PASSAGE PROVIDED
>>>

The use of mechanical lysis, such as through a micro-lyser device in combination with a chaotropic agent, provides an easy-to-use sampling kit that also provides effective preservation of DNA/RNA in an isolated biological sample in the field, allowing preservation until the sample reaches the destination where it is to be processed, extracted and, ultimately, sequenced. This provides for increased DNA/RNA yield and decreased DNA/RNA fragmentation from samples; in contrast to prior art bulk water and filter-based field sampling methodologies. In particular for samples isolated from gas and oil fields (e.g. oil wells) where the sample processing, extraction and sequencing site is remote from the sampling site.

The sample isolation methods of the invention have the further advantage of being useful with other forms of low copy number and/or damaged and fragmented nucleic acids such as: certain environmental samples; certain kinds of medical samples (e.g. formalin-fixed paraffin-embedded (FFPE) tissues); certain kinds of forensic samples; and certain kinds of ancient DNA and other archaeogenetics samples (i.e. vanishingly small quantities of damaged and fragmented DNA from museum and archaeological samples thousands of years old). The sample isolation methods of the invention are able to produce data from even very low biomass inputs (data not shown) and, moreover, can do so quantitatively.

<<<

Records from a data collection:
>>>

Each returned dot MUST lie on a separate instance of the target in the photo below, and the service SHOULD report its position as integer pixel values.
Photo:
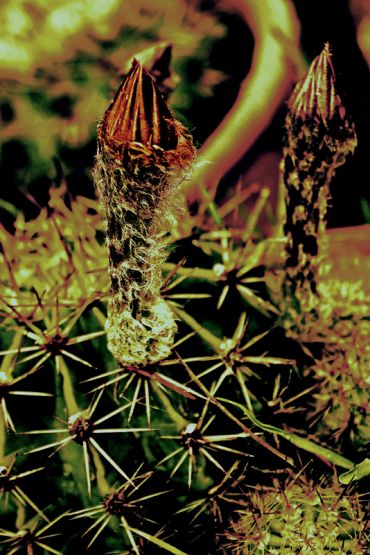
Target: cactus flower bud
(319, 136)
(143, 155)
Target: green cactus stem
(143, 155)
(319, 137)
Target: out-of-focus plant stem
(276, 54)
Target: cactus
(149, 385)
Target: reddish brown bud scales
(315, 95)
(138, 114)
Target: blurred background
(62, 61)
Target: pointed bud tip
(315, 96)
(138, 114)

<<<

USING THE INFORMATION
a) In the passage on DNA/RNA sample preservation, why is the sampling kit that combines mechanical lysis with a chaotropic agent especially useful for samples from gas and oil fields? Answer in one to three sentences.
b) Translate this sentence from the passage on DNA/RNA sample preservation into Spanish: "The sample isolation methods of the invention are able to produce data from even very low biomass inputs (data not shown) and, moreover, can do so quantitatively."

SOLUTIONS FOR EACH TASK
a) The kit preserves DNA/RNA in the isolated sample in the field until it reaches the destination where it is processed, extracted and sequenced. This matters for gas and oil fields because the site for processing, extraction and sequencing is remote from the sampling site.

b) Los métodos de aislamiento de muestras de la invención son capaces de producir datos incluso a partir de aportes de biomasa muy bajos (datos no mostrados) y, además, pueden hacerlo de forma cuantitativa.